■ Required task a
Retype a passage from the blog post about The Apartment. Begin at the words "Friday, October 1, 2010" and stop after "Billy Wilder, 1960).".

■ Text segment
§ §

Friday, October 1, 2010

Classic Film Friday: The Apartment

New tradition I've just decided on: Classic Film Friday posts about my favorite films! How exciting is that!


This week, I'll be monologuing on The Apartment (Jack Lemmon, Shirley MacLaine, Fred MacMurray, dir. Billy Wilder, 1960).

Plot: Lemmon works at a large NY office building - his bosses (including and most importantly MacMurray, in a rare but tremendous departure from his usual nice guy persona) use his apartment as a kind of lovers' get away, generally with members from the secretary pool. Lemmon has to sit outside his house in whatever the weather, waiting for the shenanigans to be over. He has vague hopes that his services as a pseudo pimp/cheap motel proprietor will be rewarded by a promotion at some point. Enter the complication: MacLaine is an elevator operator in the office building, Lemmon's crush, and MacMurray's long-suffering lady love. MacLaine really is in love with the scummy, cheating, two-faced MacMurray, and, realizing he'll never leave his wife, she tries to commit suicide in poor Lemmon's apartment. I won't give away the rest, but the last iconic line is, "Shut up and deal."

Thoughts: Fresh off the success of Some Like it Hot, this little gem of Wilder's won five Academy Awards including Best Picture, and in my opinion, totally deserved it. It is one of my favorite films and has been since the first time I saw it about a decade ago. I was on some weird Shirley MacLaine kick after I found out she was the sister of Warren Beatty (one of the greatest crushes of my teenage years thanks to Splendor in the Grass and Bonny and Clyde - even now in his 70s, his smile gives me butterflies) and I'd always loved Jack Lemmon, so this film was a match made in heaven for me. Their parallel prostitution in the emerging corporate culture of America displays a remarkable amount of equality between the sexes, especially considering it was made at the tail end of a decade where gender roles were being stringently redefined into his and hers worlds of home and not home. As mentioned above, MacMurray is cast against type, which seemed to be a bit of a habit with Wilder. His other film with MacMurray, Double Indemnity, has Fred playing a murderous, adulterous, duplicitous insurance agent. Bogart plays one of his softest characters ever in Wilder's Sabrina. His films play with conventions, they look at the world and say, "This is the way you think things are", and then shows you that they simply aren't. Cross dressing, gender equality, the tearing down of class boundaries. Not that I should be surprised at his genius - he is, after all, Austrian and therefore automatically at the top of my list.

§ §

Raw records:
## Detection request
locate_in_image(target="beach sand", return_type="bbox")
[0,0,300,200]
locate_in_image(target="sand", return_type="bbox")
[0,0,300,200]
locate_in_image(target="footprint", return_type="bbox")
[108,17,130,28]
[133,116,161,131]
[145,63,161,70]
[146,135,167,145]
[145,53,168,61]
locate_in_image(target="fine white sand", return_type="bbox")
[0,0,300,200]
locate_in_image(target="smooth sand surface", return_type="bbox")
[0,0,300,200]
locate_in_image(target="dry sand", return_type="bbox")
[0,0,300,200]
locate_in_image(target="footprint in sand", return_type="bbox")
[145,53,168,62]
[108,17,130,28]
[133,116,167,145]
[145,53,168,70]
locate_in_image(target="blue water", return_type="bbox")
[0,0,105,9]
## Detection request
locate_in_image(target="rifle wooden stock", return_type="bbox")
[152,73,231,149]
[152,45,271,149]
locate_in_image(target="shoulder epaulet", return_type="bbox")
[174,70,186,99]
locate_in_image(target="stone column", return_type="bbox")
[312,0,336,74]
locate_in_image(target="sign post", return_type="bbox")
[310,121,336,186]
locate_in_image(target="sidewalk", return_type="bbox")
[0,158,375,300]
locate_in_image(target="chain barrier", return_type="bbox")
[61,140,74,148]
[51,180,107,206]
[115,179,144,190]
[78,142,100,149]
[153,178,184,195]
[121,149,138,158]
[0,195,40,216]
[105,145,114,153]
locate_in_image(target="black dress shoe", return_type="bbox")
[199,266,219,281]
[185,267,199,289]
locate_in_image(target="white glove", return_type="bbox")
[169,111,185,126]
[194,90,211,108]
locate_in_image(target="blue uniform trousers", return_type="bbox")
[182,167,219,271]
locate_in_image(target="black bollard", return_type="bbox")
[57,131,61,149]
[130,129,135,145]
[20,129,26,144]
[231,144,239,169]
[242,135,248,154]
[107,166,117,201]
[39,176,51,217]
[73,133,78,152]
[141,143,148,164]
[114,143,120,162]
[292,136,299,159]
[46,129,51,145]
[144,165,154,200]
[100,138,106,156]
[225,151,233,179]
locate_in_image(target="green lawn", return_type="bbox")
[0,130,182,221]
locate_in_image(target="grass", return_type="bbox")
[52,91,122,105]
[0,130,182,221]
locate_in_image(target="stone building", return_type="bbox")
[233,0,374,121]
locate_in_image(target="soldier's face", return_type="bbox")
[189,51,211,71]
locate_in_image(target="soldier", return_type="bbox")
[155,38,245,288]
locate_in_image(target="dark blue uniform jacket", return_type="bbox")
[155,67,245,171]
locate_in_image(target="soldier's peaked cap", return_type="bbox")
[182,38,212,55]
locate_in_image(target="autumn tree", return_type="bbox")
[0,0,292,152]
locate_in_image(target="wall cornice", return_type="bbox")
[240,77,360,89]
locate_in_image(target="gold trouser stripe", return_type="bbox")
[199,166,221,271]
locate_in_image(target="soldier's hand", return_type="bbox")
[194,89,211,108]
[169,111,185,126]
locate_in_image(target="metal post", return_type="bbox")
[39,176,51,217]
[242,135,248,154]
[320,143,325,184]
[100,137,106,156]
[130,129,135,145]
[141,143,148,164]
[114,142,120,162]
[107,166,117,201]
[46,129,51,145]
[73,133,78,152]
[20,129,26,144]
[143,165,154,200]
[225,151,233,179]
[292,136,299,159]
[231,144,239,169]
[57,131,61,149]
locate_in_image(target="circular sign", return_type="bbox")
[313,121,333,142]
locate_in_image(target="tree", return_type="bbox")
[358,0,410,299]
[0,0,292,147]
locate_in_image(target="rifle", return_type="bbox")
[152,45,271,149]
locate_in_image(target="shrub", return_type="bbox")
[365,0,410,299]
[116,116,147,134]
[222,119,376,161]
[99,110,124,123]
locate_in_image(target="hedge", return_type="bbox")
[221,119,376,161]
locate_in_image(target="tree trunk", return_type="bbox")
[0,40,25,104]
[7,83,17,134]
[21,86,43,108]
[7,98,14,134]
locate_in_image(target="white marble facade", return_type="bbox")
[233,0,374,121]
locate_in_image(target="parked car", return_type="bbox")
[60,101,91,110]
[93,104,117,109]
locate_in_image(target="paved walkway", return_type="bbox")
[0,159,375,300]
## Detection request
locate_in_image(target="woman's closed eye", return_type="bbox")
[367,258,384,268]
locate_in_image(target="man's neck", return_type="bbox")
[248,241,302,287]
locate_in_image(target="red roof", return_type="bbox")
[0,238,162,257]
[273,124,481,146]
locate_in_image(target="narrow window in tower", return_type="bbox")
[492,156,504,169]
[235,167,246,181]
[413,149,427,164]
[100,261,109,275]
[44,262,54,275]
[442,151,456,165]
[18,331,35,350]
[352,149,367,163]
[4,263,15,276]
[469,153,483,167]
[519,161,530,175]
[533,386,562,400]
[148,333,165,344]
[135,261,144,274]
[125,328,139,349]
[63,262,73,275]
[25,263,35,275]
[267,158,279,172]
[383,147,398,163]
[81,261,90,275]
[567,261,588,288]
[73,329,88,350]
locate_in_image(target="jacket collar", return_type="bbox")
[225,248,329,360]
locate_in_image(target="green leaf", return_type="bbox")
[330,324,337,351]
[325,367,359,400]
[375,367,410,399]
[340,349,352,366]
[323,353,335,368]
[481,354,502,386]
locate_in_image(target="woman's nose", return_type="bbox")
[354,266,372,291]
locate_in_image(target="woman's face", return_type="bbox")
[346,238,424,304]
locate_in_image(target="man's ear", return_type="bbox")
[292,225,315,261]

§ §

■ Required task b
Pull out every line of the entries that contains the string "woman", paying attention to case.

■ Exercise output a
Friday, October 1, 2010

Classic Film Friday: The Apartment

New tradition I've just decided on: Classic Film Friday posts about my favorite films! How exciting is that!


This week, I'll be monologuing on The Apartment (Jack Lemmon, Shirley MacLaine, Fred MacMurray, dir. Billy Wilder, 1960).

■ Exercise output b
locate_in_image(target="woman's closed eye", return_type="bbox")
locate_in_image(target="woman's nose", return_type="bbox")
locate_in_image(target="woman's face", return_type="bbox")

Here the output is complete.